• [Exercise instructions]: The lines to output run from the first line of the entries below through the line containing "1020L468 1022L0 1274V1339L181"; copy them exactly and leave out pictures.

• [Records for this exercise]:
########################################
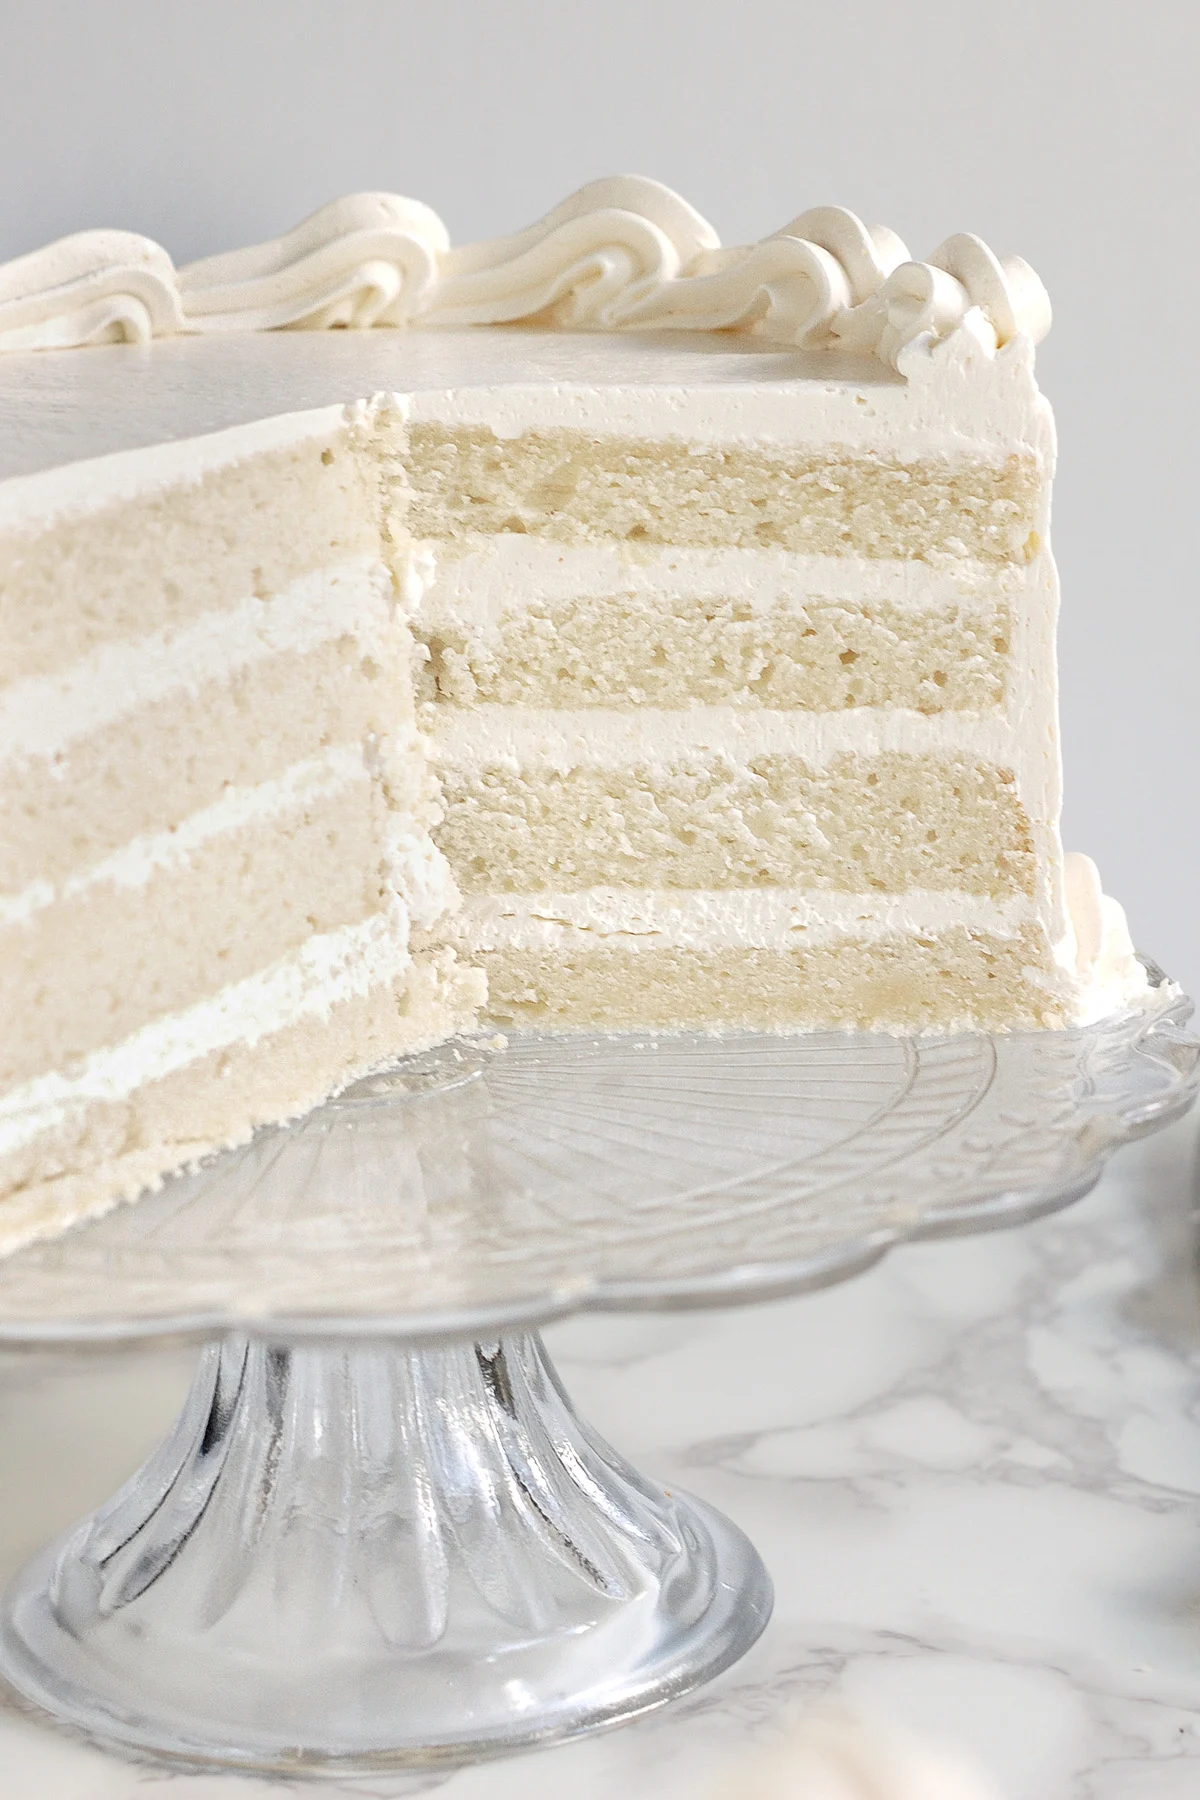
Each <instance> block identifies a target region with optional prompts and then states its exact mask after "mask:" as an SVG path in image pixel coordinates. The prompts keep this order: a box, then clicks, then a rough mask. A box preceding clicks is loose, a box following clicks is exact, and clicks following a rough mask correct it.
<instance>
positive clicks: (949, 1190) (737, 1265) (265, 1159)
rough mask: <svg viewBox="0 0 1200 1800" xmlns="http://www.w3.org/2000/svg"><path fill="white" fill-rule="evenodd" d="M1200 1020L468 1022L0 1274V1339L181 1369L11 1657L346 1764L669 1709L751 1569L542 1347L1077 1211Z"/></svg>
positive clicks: (84, 1680) (99, 1697)
mask: <svg viewBox="0 0 1200 1800" xmlns="http://www.w3.org/2000/svg"><path fill="white" fill-rule="evenodd" d="M1187 1012H1189V1008H1187V1003H1184V1001H1182V999H1180V997H1178V994H1175V992H1173V990H1171V988H1169V986H1166V985H1159V988H1157V992H1155V994H1153V995H1151V997H1150V1001H1148V1004H1146V1008H1144V1010H1142V1012H1137V1013H1128V1015H1124V1017H1121V1019H1112V1021H1106V1022H1103V1024H1099V1026H1094V1028H1090V1030H1087V1031H1051V1033H1036V1035H1027V1037H1020V1035H1011V1037H995V1039H991V1037H982V1035H961V1037H941V1039H939V1037H923V1039H891V1037H882V1035H874V1033H864V1035H856V1033H817V1035H806V1037H788V1035H768V1033H736V1035H729V1037H714V1035H707V1033H696V1035H676V1037H653V1035H637V1033H626V1035H615V1037H583V1035H579V1037H560V1039H554V1037H547V1039H538V1037H520V1039H513V1042H511V1044H504V1040H498V1039H479V1040H464V1042H459V1044H452V1046H446V1048H443V1049H441V1051H437V1053H432V1055H428V1057H421V1058H410V1060H407V1062H405V1064H399V1066H398V1067H396V1069H394V1071H389V1073H387V1075H381V1076H374V1078H371V1080H367V1082H363V1084H360V1085H358V1087H356V1089H351V1091H349V1093H347V1094H344V1096H342V1098H340V1100H336V1102H331V1103H329V1105H327V1107H322V1109H320V1111H318V1112H315V1114H311V1116H309V1118H308V1120H304V1121H302V1123H300V1125H297V1127H291V1129H288V1130H273V1132H263V1134H259V1138H257V1139H255V1141H254V1143H252V1145H250V1147H248V1148H246V1150H241V1152H236V1154H230V1156H225V1157H218V1159H214V1161H212V1163H210V1165H207V1166H205V1168H201V1170H198V1172H196V1174H193V1175H187V1177H178V1179H176V1181H171V1183H167V1186H166V1188H164V1190H162V1192H160V1193H157V1195H151V1197H148V1199H144V1201H142V1202H139V1204H137V1206H133V1208H122V1210H119V1211H113V1213H112V1215H108V1217H106V1219H103V1220H97V1222H95V1224H92V1226H88V1228H85V1229H79V1231H74V1233H70V1235H68V1237H65V1238H59V1240H54V1242H49V1244H43V1246H31V1247H29V1249H25V1251H22V1253H18V1255H16V1256H11V1258H7V1260H5V1262H2V1264H0V1341H4V1343H9V1345H16V1343H25V1345H45V1343H56V1345H74V1346H83V1348H86V1346H94V1345H97V1343H101V1341H130V1339H137V1337H164V1336H173V1337H178V1336H187V1337H194V1339H207V1341H209V1348H207V1350H205V1352H203V1359H201V1364H200V1370H198V1375H196V1382H194V1388H193V1393H191V1399H189V1402H187V1406H185V1409H184V1413H182V1417H180V1420H178V1424H176V1427H175V1431H173V1435H171V1438H169V1440H167V1444H166V1445H164V1447H162V1449H160V1451H158V1453H157V1454H155V1456H153V1458H151V1460H149V1463H146V1467H144V1469H142V1471H140V1472H139V1474H137V1476H135V1478H133V1480H131V1481H130V1483H128V1485H126V1489H124V1490H122V1492H121V1494H119V1496H117V1498H115V1499H113V1501H110V1503H108V1505H106V1507H103V1508H101V1510H99V1512H97V1514H94V1516H92V1517H90V1519H86V1521H85V1523H83V1525H81V1526H79V1528H77V1530H76V1532H72V1534H70V1535H68V1537H67V1539H63V1541H61V1543H59V1544H56V1546H52V1548H50V1550H47V1552H43V1555H41V1557H38V1559H36V1561H34V1562H32V1564H31V1566H29V1568H27V1570H25V1571H23V1573H22V1575H20V1577H18V1580H16V1582H14V1586H13V1588H11V1589H9V1593H7V1597H5V1600H4V1606H2V1609H0V1672H2V1674H4V1676H5V1678H7V1679H9V1681H11V1683H13V1685H14V1688H16V1690H18V1692H20V1694H23V1696H25V1699H29V1701H32V1703H34V1705H38V1706H41V1708H43V1710H45V1712H49V1714H52V1715H56V1717H59V1719H61V1721H67V1723H68V1724H74V1726H76V1728H81V1730H83V1732H86V1733H90V1735H94V1737H99V1739H103V1741H108V1742H115V1744H124V1746H133V1748H137V1750H142V1751H155V1753H158V1755H162V1757H175V1759H184V1760H189V1762H212V1764H225V1766H241V1768H257V1769H277V1771H300V1769H304V1771H318V1769H326V1771H335V1773H345V1771H349V1769H378V1768H385V1766H428V1764H437V1762H455V1760H471V1759H477V1757H484V1755H500V1753H506V1751H513V1750H520V1748H524V1746H529V1744H536V1742H547V1741H554V1739H561V1737H570V1735H574V1733H579V1732H585V1730H592V1728H597V1726H604V1724H613V1723H617V1721H621V1719H628V1717H633V1715H635V1714H639V1712H644V1710H646V1708H651V1706H657V1705H662V1703H666V1701H669V1699H673V1697H675V1696H678V1694H684V1692H687V1690H689V1688H693V1687H696V1685H698V1683H702V1681H705V1679H707V1678H711V1676H712V1674H716V1672H718V1670H720V1669H723V1667H727V1665H729V1663H730V1661H732V1660H734V1658H738V1656H739V1654H741V1652H743V1651H745V1649H747V1647H748V1645H750V1643H752V1642H754V1640H756V1638H757V1634H759V1633H761V1629H763V1625H765V1624H766V1618H768V1613H770V1582H768V1579H766V1573H765V1570H763V1566H761V1562H759V1559H757V1555H756V1552H754V1550H752V1546H750V1544H748V1543H747V1539H745V1537H743V1535H741V1534H739V1532H738V1528H736V1526H734V1525H730V1523H729V1521H727V1519H723V1517H720V1516H718V1514H714V1512H712V1510H709V1508H707V1507H703V1505H702V1503H700V1501H694V1499H689V1498H687V1496H682V1494H676V1492H664V1490H660V1489H657V1487H653V1483H649V1481H646V1480H644V1478H642V1476H640V1474H637V1472H635V1471H633V1469H630V1467H628V1465H626V1463H622V1462H621V1458H619V1456H617V1454H615V1453H613V1451H612V1449H608V1445H606V1444H603V1442H601V1440H599V1438H597V1436H596V1435H594V1433H592V1431H588V1427H587V1426H583V1424H581V1422H579V1420H578V1418H576V1415H574V1413H572V1409H570V1404H569V1400H567V1397H565V1395H563V1391H561V1388H560V1384H558V1381H556V1377H554V1372H552V1370H551V1366H549V1363H547V1359H545V1352H543V1350H542V1345H540V1341H538V1337H536V1336H531V1332H533V1328H534V1327H536V1325H540V1323H542V1321H545V1319H551V1318H556V1316H561V1314H565V1312H570V1310H576V1309H579V1307H671V1305H725V1303H730V1301H748V1300H757V1298H765V1296H770V1294H781V1292H795V1291H799V1289H810V1287H820V1285H824V1283H828V1282H835V1280H842V1278H846V1276H849V1274H853V1273H856V1271H858V1269H864V1267H867V1265H869V1264H871V1262H874V1260H876V1258H878V1256H882V1255H883V1253H885V1251H887V1249H889V1247H892V1246H896V1244H901V1242H905V1240H907V1238H910V1237H916V1235H937V1233H952V1231H968V1229H986V1228H995V1226H1002V1224H1013V1222H1018V1220H1022V1219H1031V1217H1036V1215H1038V1213H1045V1211H1051V1210H1052V1208H1056V1206H1063V1204H1067V1202H1069V1201H1072V1199H1076V1197H1078V1195H1081V1193H1085V1192H1087V1190H1088V1188H1090V1186H1092V1183H1094V1181H1096V1179H1097V1175H1099V1172H1101V1168H1103V1163H1105V1157H1106V1156H1108V1154H1110V1152H1112V1150H1114V1148H1115V1147H1117V1145H1119V1143H1123V1141H1124V1139H1128V1138H1132V1136H1137V1134H1139V1132H1144V1130H1150V1129H1153V1127H1157V1125H1160V1123H1164V1121H1168V1120H1169V1118H1175V1116H1177V1114H1178V1112H1180V1111H1184V1109H1186V1105H1187V1103H1189V1102H1191V1098H1193V1096H1195V1091H1196V1078H1198V1066H1200V1042H1198V1040H1196V1039H1195V1037H1191V1035H1189V1033H1187V1030H1186V1028H1184V1021H1186V1019H1187Z"/></svg>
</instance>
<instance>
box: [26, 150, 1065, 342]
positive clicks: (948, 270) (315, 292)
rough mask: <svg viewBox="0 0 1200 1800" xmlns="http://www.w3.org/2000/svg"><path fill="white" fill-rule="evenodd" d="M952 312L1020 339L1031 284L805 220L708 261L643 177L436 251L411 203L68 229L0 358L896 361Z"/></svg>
########################################
• [Answer for the task]:
Each <instance> block identifies a target region with optional prompts and then states its exact mask after "mask:" as an SVG path in image pixel coordinates. The prompts keep this order: a box, then clicks, then a rough mask. A box preceding clicks is loose, a box following clicks is exact, and clicks following a rough mask correct it.
<instance>
positive clicks: (949, 1190) (737, 1265) (265, 1159)
rough mask: <svg viewBox="0 0 1200 1800" xmlns="http://www.w3.org/2000/svg"><path fill="white" fill-rule="evenodd" d="M1200 1020L468 1022L0 1274V1339L181 1369L11 1657L346 1764L669 1709L751 1569L542 1347L1077 1211Z"/></svg>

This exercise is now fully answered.